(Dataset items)
|---|

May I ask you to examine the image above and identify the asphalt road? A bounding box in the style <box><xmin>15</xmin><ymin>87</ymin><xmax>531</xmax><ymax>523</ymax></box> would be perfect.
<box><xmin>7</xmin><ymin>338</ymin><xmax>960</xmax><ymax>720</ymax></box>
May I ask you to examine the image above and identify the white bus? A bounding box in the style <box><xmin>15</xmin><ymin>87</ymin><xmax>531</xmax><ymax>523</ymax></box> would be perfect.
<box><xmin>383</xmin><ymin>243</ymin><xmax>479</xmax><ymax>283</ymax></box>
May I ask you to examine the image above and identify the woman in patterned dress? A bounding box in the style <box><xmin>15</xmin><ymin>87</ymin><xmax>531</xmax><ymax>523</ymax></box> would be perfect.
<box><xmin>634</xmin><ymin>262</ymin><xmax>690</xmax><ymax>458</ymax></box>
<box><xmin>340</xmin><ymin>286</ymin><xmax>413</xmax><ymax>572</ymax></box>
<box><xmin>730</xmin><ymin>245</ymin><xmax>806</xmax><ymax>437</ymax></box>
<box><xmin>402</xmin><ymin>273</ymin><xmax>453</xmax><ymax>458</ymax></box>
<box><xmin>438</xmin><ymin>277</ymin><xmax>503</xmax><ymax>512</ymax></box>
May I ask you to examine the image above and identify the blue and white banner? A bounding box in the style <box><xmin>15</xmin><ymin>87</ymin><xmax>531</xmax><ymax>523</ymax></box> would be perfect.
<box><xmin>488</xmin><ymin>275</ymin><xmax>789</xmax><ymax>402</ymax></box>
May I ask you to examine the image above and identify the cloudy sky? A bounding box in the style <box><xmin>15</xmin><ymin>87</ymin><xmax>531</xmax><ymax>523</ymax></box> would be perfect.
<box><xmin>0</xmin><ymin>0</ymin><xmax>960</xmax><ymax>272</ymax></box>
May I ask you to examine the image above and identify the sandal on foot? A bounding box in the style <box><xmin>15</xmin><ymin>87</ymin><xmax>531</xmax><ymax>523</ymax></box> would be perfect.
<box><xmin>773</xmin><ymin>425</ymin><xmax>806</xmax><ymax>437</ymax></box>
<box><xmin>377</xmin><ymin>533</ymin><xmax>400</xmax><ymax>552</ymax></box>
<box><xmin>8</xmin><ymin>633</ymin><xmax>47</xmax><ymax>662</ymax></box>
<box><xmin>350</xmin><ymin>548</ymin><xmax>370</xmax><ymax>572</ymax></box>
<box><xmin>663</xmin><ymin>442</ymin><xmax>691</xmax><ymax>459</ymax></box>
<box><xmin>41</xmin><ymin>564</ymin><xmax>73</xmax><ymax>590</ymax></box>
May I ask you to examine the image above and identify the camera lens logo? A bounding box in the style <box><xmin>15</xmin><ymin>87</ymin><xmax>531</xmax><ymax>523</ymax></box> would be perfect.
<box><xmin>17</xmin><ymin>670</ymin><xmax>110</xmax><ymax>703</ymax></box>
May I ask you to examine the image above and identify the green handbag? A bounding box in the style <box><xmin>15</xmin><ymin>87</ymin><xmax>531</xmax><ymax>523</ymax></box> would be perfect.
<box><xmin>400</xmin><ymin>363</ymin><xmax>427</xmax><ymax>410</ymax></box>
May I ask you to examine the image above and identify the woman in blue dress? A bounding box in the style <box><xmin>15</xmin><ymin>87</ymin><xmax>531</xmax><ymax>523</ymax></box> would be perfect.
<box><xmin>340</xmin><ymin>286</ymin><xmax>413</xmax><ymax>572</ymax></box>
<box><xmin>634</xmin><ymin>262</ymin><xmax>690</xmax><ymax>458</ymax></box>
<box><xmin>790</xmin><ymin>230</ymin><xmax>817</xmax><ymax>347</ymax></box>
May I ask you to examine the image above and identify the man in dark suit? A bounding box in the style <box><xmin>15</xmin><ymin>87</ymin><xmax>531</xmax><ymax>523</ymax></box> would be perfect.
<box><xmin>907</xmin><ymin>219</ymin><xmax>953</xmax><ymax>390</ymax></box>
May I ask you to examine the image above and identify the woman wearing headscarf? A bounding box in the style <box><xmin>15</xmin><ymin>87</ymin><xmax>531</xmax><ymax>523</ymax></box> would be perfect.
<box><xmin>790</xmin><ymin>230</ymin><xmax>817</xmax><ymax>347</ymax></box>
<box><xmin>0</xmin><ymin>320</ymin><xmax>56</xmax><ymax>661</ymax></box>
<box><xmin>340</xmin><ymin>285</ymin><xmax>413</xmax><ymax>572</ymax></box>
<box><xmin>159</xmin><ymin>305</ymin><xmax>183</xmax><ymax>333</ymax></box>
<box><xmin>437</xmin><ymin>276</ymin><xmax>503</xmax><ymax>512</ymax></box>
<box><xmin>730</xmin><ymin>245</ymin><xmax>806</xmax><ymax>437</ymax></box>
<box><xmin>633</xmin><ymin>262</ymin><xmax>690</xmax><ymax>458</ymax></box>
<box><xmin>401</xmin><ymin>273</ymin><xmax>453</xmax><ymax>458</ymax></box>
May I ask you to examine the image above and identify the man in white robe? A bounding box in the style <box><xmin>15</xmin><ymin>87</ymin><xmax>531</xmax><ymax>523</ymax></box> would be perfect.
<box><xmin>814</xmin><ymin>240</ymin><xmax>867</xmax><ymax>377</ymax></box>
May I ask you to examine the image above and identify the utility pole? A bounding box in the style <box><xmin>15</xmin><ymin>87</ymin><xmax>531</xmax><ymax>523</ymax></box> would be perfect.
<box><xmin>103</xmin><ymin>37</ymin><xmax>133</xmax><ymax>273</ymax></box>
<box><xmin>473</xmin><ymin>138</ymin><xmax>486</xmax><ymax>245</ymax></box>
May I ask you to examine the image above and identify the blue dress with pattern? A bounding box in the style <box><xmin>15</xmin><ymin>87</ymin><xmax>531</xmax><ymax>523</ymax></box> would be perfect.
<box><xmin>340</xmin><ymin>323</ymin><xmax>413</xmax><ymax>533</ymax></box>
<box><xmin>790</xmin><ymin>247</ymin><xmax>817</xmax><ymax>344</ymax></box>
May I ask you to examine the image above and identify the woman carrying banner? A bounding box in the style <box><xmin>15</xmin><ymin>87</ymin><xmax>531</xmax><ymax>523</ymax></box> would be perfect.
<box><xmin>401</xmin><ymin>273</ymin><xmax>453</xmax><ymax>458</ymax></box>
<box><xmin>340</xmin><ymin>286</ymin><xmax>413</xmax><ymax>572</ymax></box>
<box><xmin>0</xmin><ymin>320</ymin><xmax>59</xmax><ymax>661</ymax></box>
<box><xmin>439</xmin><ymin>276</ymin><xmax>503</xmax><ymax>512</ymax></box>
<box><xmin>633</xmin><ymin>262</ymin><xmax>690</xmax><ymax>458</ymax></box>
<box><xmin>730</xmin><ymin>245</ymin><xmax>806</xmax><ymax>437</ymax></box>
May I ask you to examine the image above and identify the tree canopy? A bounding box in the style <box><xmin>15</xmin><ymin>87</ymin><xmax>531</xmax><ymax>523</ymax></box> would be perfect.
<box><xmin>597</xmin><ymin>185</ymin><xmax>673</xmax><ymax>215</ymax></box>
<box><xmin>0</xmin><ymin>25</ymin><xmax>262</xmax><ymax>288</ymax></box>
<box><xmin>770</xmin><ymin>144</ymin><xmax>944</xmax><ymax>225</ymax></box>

|---|

■ Task objective ■
Return every line of the records above that contains the string "banner".

■ Exercise result ■
May I ask you to examine the image above and identify the blue and white banner? A bounding box in the style <box><xmin>15</xmin><ymin>87</ymin><xmax>531</xmax><ymax>523</ymax></box> would be perfect.
May I ask you to examine the image above and identify the woman carrying banner? A bounding box in the style <box><xmin>15</xmin><ymin>87</ymin><xmax>531</xmax><ymax>523</ymax></box> would be perfect.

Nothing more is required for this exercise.